Zet de regels van het begin van de lijst tot en met de regel met "Now the person" in een JSON-array van strings, met één string per regel en zonder lege regels. Laat de afbeeldingen uit het antwoord weg.

★ ★ ★ ★ ★ ★ ★

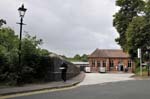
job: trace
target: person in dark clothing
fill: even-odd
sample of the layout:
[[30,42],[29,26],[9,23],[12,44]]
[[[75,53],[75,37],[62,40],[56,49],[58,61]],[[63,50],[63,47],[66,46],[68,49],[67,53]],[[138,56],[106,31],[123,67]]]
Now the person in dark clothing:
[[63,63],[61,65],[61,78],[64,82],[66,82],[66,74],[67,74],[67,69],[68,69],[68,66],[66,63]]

★ ★ ★ ★ ★ ★ ★

_HET RESULTAAT_.
[
  "job: trace",
  "target: person in dark clothing",
  "fill: even-odd",
  "sample of the layout:",
  "[[30,42],[29,26],[9,23],[12,44]]",
  "[[[75,53],[75,37],[62,40],[56,49],[58,61]],[[63,50],[63,47],[66,46],[68,49],[67,53]],[[138,56],[106,31],[123,67]]]",
  "Now the person in dark clothing:"
]